**GIVEN PASSAGE**
↓

Section 102(b)(7) of the General Corporation Law of the State of Delaware (the “DGCL”) provides that a Delaware corporation, in its certificate of incorporation, may limit the personal liability of a director to the corporation or its stockholders for monetary damages for breach of fiduciary duties as a director, except for liability for any:

 

· Transaction from which the director derived an improper personal benefit;

 

· Act or omission not in good faith or that involved intentional misconduct or a knowing violation of law;

 

· Unlawful payment of dividends or redemption of shares; or

 

· Breach of the director’s duty of loyalty to the corporation or its stockholders.

 

Section 145(a) of the DGCL provides, in general, that a Delaware corporation may indemnify any person who was or is a party, or is threatened to be made a party, to any threatened, pending or completed action, suit or proceeding, whether civil, criminal, administrative or investigative (other than an action by or in the right of the corporation) because that person is or was a director, officer, employee or agent of the corporation, or is or was serving at the request of the corporation as a director, officer, employee or agent of another corporation or other enterprise. The indemnity may include expenses (including attorneys’ fees), judgments, fines and amounts paid in settlement actually and reasonably incurred by the person in connection with such action, so long as the person acted in good faith and in a manner he or she reasonably believed was in or not opposed to the corporation’s best interests, and, with respect to any criminal action or proceeding, had no reasonable cause to believe his or her conduct was unlawful.

 

Section 145(b) of the DGCL provides, in general, that a Delaware corporation may indemnify any person who was or is a party, or is threatened to be made a party, to any threatened, pending or completed action or suit by or in the right of the corporation to obtain a judgment in its favor because the person is or was a director, officer, employee or agent of the corporation, or is or was serving at the request of the corporation as a director, officer, employee or agent of another corporation or other enterprise. The indemnity may include expenses (including attorneys’ fees) actually and reasonably incurred by the person in connection with the defense or settlement of such action, so long as the person acted in good faith and in a manner the person reasonably believed was in or not opposed to the corporation’s best interests; however, no indemnification shall be permitted if such person has been adjudged to be liable to the corporation, unless and only to the extent that the Delaware Court of Chancery, or the court in which such action or suit was brought, shall determine upon application that, despite the adjudication of liability but in view of all the circumstances of the case, such person is fairly and reasonably entitled to indemnity for such expenses which the Delaware Court of Chancery or such other court shall deem proper.

↑

Excerpts from a detection dataset:
↓

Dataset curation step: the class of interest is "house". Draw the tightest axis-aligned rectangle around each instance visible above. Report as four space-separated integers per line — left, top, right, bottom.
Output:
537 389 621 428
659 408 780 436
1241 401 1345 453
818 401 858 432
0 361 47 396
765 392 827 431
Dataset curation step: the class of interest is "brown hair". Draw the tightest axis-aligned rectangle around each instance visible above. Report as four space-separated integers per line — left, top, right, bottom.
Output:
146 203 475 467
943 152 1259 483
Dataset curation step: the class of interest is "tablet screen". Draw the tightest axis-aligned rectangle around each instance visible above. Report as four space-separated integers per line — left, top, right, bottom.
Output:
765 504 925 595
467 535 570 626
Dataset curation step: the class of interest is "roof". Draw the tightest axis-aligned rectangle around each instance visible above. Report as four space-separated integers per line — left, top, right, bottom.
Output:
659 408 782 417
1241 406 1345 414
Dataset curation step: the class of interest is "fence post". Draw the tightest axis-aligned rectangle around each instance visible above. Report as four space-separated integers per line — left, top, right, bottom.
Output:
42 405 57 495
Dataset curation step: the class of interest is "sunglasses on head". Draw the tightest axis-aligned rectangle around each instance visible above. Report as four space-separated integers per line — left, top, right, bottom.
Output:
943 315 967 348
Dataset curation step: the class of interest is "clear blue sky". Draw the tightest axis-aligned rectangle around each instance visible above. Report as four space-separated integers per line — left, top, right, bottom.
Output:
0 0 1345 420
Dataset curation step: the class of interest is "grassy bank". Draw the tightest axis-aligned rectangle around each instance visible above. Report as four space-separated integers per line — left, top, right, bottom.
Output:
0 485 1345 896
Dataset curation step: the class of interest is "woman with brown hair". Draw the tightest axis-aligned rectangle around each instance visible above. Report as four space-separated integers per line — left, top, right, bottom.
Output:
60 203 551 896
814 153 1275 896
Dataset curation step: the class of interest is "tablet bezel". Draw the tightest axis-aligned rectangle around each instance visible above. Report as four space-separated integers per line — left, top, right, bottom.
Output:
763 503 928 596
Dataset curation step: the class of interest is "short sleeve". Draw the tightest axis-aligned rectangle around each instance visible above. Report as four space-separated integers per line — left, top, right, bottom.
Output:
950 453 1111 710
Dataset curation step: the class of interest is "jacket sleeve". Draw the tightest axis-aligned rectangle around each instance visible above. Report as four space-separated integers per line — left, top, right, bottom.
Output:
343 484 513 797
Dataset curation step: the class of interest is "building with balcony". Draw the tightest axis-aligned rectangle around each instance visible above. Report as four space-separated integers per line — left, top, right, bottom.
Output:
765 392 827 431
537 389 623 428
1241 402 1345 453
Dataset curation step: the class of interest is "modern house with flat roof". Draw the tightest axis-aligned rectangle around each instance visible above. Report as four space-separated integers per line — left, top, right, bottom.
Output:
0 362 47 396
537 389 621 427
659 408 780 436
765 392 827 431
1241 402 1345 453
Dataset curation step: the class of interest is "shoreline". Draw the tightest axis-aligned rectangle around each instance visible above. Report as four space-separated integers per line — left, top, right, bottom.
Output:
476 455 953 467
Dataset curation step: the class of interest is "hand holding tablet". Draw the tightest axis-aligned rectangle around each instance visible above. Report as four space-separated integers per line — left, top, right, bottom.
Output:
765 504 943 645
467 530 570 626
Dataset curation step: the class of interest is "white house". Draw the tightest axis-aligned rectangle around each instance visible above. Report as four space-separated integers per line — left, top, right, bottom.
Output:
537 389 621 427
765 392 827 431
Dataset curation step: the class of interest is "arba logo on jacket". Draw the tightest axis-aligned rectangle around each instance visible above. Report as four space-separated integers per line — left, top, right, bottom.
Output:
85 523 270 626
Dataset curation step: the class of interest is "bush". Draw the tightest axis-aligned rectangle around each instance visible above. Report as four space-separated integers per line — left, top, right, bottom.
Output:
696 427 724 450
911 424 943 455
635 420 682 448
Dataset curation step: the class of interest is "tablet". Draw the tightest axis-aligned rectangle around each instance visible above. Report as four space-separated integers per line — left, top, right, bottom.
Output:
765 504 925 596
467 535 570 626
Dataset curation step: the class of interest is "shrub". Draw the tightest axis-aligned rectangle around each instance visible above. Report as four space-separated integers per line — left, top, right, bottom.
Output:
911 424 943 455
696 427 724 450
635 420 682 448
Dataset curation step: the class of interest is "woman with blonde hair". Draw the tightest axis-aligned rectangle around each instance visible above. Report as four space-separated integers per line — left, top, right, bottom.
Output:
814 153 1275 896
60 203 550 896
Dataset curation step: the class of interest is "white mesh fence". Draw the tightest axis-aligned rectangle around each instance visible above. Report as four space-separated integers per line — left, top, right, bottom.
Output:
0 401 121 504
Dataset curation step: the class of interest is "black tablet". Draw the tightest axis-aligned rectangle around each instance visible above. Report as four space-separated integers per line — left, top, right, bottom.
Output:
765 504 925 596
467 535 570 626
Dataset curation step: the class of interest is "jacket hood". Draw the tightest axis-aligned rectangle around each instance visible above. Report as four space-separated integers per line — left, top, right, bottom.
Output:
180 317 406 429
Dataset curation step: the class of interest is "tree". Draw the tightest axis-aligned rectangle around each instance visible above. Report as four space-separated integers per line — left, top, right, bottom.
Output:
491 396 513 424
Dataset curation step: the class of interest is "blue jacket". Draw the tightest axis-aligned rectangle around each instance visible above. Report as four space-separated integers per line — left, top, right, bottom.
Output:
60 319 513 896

↑

**SET PROBLEM 1**
In the passage on Delaware director liability and indemnification, what allows someone who has been adjudged liable to the corporation to still receive indemnity under Section 145(b)? Answer in one to three sentences.
**SET PROBLEM 2**
Go on with the passage on Delaware director liability and indemnification, starting after its final sentence.

**FINAL ANSWER 1**
Such a person may be indemnified only if, and only to the extent that, the Delaware Court of Chancery or the court where the suit was brought decides on application that the person is fairly and reasonably entitled to it. The court must reach this view despite the adjudication of liability and in light of all the circumstances of the case. The indemnity then covers only the expenses that court deems proper.

**FINAL ANSWER 2**
 

Section 145(g) of the DGCL provides, in general, that a corporation may purchase and maintain insurance on behalf of any person who is or was a director, officer, employee or agent of the corporation, or is or was serving at the request of the corporation as a director, officer, employee or agent of another corporation or other enterprise against any liability asserted against and incurred by such person, in any such capacity, or arising out of his or her status as such, whether or not the corporation could indemnify the person against such liability under Section 145 of the DGCL.

 

Our fourth amended and restated certificate of incorporation limits the liability of our directors to the fullest extent permitted under the DGCL. Our amended and restated bylaws provide for the indemnification of our directors and officers to the fullest extent permitted under the DGCL. (Article 6 of our fourth amended and restated certificate of incorporation and Article V of our amended and restated bylaws)

 

In addition to the indemnification provisions provided for in our fourth amended and restated certificate of incorporation and amended and restated bylaws, we have entered into separate indemnification agreements with our directors and executive officers. These indemnification agreements provide, among other things, that we will indemnify our directors and executive officers for certain expenses, including damages, judgments, fines, penalties, settlements and costs and attorneys’ fees and disbursements, incurred by a director or executive officer in any claim, action or proceeding arising in his or her capacity as a director or executive officer of our company or in connection

 

2



 

with service at our request for another corporation or entity. The indemnification agreements also provide for procedures that will apply in the event that a director or officer makes a claim for indemnification.

 

We also maintain insurance policies which insure our directors and officers against certain liabilities.

 

Item 7.         Exemption from Registration Claimed.

 

Not applicable.

 

Item 8.         Exhibits.

 

The exhibits to the registration statement are listed in the Exhibit Index attached hereto and incorporated by reference herein.

 

Exhibit Number

 

Description

4.1

 

 

Fourth Amended and Restated Certificate of Incorporation of the Registrant (incorporated by reference to Exhibit 3.1 to the Registrant’s Current Report on Form 8-K filed with the Commission on October 18, 2017).

4.2

 

 

Amended and Restated Bylaws of the Registrant (incorporated by reference to Exhibit 3.2 to the Registrant’s Current Report on Form 8-K filed with the Commission on October 18, 2017).

5.1

 

 

Opinion of Hogan Lovells US LLP as to the legality of the securities being registered (filed herewith).

10.1

 

 

Amended and Restated 2010 Stock Incentive Plan (incorporated by reference to Exhibit 10.7 to Amendment No. 2 to the Registrant’s Registration Statement on Form S-1 (File No. 333-220515) filed with the Commission on October 11, 2017).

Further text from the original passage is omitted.